***** Data listing

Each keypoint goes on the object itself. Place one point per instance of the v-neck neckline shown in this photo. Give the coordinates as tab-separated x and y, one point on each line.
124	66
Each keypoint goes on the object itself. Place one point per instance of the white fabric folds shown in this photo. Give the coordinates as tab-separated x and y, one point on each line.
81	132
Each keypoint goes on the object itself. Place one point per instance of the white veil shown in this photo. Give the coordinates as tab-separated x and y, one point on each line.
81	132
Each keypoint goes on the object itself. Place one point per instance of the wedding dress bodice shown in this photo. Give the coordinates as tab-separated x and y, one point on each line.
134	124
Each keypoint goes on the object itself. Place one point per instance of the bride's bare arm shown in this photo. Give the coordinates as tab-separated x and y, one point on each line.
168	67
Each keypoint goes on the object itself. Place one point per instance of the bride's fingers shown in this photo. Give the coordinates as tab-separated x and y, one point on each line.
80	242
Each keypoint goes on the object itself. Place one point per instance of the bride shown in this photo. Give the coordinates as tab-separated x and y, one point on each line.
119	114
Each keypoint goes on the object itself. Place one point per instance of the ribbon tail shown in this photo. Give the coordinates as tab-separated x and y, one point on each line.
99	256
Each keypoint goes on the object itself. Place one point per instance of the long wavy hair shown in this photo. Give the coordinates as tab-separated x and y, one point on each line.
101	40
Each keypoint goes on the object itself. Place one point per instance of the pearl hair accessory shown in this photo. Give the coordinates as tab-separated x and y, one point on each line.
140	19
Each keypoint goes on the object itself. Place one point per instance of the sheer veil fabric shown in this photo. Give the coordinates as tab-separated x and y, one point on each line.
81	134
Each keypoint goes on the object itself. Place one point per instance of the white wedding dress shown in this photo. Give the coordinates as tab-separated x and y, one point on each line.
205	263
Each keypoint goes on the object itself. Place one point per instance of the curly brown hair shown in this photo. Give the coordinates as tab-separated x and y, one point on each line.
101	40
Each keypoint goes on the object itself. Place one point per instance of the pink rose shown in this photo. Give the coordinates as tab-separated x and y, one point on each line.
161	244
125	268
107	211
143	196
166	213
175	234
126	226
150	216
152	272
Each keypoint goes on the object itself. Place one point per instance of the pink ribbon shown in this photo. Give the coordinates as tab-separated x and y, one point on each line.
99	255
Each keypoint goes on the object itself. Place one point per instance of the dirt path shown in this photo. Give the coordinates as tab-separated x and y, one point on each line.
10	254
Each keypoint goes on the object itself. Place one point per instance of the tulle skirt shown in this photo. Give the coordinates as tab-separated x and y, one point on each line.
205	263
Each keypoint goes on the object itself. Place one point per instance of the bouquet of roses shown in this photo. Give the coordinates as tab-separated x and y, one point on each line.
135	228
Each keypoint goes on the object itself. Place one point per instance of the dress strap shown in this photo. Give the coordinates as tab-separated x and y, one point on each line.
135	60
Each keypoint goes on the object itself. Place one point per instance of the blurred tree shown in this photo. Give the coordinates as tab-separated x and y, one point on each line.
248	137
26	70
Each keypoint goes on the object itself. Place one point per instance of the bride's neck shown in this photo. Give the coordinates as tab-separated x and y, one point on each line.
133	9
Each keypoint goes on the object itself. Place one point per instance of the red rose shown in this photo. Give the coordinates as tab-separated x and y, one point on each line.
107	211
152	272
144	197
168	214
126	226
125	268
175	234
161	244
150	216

**********
***** Data listing

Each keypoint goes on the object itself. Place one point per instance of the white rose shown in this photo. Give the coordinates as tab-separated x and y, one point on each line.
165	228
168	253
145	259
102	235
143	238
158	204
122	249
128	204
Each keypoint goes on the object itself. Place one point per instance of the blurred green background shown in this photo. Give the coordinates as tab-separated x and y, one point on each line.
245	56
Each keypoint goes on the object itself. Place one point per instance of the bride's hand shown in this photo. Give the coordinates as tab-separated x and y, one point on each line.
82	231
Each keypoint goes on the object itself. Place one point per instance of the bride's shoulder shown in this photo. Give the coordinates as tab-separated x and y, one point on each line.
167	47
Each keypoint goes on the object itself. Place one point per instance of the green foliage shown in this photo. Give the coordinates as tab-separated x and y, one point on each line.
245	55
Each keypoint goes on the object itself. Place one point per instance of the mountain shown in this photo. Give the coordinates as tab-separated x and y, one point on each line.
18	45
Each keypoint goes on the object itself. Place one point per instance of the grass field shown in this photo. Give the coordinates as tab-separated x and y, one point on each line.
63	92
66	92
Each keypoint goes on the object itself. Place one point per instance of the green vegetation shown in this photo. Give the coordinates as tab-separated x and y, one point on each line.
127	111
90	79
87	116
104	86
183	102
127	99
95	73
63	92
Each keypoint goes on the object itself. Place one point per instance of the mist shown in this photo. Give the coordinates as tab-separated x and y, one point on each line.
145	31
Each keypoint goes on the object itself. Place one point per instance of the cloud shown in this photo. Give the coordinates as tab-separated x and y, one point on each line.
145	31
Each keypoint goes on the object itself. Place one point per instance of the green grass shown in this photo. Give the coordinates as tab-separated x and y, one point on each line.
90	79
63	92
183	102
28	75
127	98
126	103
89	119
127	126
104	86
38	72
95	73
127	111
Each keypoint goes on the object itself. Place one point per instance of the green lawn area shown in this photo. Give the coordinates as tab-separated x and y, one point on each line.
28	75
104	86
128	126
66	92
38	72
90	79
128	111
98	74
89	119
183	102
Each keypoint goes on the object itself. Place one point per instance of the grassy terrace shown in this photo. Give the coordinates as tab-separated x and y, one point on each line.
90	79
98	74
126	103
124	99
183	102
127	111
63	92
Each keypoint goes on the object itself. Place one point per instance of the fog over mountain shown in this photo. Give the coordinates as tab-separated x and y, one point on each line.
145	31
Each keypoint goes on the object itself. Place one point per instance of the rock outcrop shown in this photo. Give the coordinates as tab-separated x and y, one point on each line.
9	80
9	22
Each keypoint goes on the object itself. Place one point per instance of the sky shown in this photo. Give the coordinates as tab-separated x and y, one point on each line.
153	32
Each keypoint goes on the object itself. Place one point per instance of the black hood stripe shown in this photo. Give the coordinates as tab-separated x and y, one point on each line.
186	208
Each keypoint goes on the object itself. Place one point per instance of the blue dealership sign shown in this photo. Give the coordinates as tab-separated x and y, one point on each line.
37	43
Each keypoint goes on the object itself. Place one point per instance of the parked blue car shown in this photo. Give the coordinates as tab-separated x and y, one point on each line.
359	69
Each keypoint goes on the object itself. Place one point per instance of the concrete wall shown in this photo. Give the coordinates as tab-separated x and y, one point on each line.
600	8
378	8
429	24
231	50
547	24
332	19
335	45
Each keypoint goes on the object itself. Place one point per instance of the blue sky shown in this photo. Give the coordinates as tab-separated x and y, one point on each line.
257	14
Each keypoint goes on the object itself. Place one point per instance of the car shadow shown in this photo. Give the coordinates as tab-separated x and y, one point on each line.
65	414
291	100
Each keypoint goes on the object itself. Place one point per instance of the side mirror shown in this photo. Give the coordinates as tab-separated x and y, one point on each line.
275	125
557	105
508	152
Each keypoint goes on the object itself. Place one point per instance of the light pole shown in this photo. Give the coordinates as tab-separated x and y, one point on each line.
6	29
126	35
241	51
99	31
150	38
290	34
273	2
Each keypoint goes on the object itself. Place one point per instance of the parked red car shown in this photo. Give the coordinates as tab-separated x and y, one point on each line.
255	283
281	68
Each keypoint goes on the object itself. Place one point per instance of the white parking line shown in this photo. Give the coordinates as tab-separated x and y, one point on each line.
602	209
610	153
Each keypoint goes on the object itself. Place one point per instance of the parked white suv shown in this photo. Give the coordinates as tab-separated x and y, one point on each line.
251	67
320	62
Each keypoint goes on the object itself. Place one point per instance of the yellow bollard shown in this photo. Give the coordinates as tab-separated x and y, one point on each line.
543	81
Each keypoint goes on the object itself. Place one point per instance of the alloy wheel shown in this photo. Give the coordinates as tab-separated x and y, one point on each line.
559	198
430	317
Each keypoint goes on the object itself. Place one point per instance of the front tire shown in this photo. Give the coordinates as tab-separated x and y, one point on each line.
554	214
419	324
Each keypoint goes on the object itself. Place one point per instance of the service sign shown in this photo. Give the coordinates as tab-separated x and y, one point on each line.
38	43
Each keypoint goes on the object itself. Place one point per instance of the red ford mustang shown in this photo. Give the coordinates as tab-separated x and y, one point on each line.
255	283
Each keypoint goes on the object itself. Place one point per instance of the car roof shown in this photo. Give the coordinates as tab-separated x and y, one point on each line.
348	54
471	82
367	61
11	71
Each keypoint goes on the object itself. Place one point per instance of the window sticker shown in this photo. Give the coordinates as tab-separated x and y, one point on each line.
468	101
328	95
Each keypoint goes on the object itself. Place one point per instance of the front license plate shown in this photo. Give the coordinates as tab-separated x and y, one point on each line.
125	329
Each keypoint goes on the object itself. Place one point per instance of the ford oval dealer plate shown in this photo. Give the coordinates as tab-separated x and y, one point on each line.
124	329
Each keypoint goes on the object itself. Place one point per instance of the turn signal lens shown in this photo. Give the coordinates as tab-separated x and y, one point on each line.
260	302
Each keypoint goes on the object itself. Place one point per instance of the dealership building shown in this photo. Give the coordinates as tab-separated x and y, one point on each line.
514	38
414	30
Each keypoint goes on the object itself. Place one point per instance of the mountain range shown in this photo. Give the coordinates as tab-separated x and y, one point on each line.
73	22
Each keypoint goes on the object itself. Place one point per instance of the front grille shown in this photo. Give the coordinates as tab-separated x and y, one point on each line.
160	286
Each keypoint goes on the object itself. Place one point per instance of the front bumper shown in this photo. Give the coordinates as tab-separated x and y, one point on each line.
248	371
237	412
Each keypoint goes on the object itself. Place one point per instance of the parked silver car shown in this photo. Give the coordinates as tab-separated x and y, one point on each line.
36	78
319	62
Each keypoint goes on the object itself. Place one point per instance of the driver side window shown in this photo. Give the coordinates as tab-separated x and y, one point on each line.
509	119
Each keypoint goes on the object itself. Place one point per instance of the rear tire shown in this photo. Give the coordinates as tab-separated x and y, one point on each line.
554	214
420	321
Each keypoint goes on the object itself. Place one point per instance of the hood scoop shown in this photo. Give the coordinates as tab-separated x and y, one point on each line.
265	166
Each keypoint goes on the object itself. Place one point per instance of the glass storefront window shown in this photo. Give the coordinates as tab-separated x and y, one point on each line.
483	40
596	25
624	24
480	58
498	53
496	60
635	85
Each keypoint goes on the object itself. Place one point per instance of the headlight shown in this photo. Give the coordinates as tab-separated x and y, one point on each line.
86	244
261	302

**********

» What to do:
Show every line of the material above that contains the word "wedding", copying each line in full. Only matches with the same capitalization count.

» The reply:
Each keypoint goes on the object itself. Place one point per instance of the wedding dress bodice shown in this photo. Give the coordinates as tab-separated x and y, one point on each line.
Each keypoint goes on the object itself. Place one point per instance of the white wedding dress shown in this photo. Give the coordinates as tab-separated x and y, one point on each line.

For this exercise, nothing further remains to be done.